CHALLENGE. From the material below, pull out each line that contains the string "patch", matching its exact case.

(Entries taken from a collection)
* begin *

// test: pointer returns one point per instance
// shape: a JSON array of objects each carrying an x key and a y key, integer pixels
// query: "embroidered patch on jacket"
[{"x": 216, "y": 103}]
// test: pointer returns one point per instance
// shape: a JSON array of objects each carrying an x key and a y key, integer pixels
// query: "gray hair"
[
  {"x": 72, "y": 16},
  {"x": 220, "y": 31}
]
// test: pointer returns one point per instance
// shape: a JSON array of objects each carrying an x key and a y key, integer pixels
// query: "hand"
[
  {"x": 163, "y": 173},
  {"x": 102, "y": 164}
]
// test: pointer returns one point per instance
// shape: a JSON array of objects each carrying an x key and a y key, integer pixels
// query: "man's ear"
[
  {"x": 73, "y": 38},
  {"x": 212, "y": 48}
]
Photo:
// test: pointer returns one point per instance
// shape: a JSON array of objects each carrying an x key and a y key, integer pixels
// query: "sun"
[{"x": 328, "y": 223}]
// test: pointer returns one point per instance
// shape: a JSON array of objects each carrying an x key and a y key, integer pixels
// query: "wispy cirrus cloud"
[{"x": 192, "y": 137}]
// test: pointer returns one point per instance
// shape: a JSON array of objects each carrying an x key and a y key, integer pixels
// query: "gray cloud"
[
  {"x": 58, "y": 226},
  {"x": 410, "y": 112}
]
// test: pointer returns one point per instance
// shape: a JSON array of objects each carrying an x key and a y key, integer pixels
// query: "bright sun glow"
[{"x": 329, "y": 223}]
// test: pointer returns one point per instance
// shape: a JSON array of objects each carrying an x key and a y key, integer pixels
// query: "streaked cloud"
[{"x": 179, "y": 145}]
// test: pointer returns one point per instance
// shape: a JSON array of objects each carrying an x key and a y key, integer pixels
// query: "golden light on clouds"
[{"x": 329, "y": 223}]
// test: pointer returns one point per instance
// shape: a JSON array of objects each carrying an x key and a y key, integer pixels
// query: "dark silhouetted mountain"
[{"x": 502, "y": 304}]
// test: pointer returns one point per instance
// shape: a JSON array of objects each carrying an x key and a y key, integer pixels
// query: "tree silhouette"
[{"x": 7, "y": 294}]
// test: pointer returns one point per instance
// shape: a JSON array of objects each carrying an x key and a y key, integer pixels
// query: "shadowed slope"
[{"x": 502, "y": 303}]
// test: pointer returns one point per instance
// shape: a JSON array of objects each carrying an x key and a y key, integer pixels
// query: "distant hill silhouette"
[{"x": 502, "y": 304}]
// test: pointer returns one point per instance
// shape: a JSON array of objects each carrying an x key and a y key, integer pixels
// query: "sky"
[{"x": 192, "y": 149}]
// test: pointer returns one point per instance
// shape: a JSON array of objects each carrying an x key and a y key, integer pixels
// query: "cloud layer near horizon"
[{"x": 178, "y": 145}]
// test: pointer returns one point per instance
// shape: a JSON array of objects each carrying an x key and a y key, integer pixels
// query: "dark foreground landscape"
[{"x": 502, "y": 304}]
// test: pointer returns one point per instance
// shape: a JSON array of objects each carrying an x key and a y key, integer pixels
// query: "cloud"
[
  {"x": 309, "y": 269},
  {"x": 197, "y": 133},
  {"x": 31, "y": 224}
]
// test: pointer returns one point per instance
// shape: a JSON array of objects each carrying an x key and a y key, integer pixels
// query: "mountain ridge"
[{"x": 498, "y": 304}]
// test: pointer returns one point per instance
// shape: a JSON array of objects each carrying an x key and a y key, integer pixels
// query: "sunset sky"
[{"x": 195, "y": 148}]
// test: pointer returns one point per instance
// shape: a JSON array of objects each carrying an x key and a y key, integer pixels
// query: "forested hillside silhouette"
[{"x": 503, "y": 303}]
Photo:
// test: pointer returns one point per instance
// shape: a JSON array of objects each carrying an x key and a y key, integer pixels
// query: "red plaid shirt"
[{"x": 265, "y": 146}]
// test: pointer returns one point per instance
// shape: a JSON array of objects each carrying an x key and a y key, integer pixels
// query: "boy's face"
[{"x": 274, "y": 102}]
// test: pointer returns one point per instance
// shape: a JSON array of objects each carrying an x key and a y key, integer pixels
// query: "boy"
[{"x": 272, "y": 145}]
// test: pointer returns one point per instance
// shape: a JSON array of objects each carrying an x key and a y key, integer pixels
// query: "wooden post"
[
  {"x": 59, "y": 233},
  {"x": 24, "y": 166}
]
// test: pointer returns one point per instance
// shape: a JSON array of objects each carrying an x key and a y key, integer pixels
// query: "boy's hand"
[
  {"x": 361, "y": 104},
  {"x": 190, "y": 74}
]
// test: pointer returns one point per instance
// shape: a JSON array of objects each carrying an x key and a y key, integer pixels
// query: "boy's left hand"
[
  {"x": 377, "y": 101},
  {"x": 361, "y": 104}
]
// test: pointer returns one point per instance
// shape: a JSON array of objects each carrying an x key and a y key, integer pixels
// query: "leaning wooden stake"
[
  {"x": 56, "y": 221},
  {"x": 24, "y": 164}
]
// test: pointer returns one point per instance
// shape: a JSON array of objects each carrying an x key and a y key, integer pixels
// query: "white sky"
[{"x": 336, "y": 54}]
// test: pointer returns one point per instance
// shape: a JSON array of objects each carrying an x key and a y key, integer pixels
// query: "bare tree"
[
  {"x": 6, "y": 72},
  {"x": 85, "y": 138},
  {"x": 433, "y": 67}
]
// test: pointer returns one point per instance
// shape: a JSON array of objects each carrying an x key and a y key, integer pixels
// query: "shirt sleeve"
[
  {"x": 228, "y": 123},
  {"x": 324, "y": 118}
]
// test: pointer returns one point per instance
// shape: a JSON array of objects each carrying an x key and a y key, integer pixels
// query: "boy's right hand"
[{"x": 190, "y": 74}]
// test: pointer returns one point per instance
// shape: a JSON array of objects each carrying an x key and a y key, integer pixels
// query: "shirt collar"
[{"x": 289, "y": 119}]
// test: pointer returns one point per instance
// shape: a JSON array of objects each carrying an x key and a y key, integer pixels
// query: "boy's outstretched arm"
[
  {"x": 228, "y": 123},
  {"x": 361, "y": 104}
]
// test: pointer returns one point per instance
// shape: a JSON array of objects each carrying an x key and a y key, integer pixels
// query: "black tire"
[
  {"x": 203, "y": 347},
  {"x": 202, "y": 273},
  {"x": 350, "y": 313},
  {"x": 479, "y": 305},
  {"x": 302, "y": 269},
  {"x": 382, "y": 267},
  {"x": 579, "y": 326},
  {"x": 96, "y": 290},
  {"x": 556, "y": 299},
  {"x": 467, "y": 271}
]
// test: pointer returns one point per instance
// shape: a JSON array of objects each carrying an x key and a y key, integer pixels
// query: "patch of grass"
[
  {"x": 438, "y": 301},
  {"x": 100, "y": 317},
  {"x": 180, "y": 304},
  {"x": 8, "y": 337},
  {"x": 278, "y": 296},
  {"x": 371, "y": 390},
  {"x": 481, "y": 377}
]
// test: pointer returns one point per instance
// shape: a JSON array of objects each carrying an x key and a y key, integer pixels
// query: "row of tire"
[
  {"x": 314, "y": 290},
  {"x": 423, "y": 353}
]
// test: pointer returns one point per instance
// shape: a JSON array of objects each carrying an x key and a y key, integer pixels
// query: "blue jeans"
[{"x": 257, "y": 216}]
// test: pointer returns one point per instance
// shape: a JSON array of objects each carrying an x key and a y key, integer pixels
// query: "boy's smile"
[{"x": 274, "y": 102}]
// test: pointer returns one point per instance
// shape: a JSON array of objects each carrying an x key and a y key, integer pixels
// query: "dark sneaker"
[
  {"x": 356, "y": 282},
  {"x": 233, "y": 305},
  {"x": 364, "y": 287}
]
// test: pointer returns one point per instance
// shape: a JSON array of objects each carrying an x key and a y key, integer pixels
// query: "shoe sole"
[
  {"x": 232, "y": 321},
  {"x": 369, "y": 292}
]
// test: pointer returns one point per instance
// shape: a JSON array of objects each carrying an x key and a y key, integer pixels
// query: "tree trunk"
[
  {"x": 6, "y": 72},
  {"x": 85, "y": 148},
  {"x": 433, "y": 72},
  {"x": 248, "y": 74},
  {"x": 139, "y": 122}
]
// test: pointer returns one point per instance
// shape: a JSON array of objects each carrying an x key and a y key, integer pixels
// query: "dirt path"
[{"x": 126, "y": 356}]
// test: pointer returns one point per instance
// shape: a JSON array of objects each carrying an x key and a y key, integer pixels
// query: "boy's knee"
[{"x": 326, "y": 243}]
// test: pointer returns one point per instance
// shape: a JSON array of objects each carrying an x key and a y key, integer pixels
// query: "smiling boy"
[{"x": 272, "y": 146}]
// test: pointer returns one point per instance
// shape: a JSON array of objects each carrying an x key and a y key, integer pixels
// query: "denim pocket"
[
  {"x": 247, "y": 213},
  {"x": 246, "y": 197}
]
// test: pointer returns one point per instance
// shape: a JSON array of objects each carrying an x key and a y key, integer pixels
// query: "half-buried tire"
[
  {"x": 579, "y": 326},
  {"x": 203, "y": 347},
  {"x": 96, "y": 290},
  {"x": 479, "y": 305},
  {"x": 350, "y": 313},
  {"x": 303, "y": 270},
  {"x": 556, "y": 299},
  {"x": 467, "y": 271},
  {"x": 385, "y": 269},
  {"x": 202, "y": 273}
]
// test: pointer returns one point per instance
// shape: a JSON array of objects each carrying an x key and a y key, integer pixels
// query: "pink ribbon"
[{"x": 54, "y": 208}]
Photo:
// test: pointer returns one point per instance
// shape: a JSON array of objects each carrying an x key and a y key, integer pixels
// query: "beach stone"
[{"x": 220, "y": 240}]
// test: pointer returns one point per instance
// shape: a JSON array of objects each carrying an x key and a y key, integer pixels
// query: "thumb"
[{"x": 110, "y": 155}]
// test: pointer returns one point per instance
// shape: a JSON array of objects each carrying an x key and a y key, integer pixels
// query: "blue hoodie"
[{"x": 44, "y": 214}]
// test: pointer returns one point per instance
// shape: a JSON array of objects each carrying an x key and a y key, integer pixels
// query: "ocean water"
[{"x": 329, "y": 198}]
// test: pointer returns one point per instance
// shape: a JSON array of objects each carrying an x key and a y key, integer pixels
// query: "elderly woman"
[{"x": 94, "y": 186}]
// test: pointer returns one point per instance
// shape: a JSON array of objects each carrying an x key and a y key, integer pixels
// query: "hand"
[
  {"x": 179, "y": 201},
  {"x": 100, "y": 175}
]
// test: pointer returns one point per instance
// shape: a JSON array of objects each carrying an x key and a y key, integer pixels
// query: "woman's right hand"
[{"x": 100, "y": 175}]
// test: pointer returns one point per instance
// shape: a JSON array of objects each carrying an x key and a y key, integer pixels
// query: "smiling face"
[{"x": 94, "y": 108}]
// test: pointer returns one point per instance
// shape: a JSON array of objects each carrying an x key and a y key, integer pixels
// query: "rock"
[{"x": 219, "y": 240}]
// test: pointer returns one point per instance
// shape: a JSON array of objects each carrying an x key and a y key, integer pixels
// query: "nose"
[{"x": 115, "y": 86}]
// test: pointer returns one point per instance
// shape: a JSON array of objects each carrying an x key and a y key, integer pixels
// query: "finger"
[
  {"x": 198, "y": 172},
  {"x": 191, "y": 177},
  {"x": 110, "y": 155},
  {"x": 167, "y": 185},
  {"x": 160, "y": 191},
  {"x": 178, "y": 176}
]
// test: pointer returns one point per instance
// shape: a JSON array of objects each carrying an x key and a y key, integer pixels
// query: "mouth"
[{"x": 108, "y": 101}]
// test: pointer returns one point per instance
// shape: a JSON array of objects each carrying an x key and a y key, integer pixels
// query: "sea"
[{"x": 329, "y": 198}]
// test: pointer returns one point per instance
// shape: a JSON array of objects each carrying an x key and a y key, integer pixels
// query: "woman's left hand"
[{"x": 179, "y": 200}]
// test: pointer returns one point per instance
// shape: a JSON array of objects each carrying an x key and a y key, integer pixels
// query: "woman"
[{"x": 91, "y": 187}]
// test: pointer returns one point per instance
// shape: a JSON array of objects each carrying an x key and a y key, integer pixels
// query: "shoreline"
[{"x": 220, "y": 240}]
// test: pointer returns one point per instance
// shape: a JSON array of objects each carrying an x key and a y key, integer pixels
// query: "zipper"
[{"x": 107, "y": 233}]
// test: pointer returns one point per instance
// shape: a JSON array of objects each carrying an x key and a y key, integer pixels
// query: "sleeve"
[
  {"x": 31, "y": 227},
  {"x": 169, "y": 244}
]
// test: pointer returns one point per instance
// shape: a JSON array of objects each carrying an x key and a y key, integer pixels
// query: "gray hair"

* end *

EXERCISE RESPONSE.
// query: "embroidered patch on jacket"
// query: "patch of grass"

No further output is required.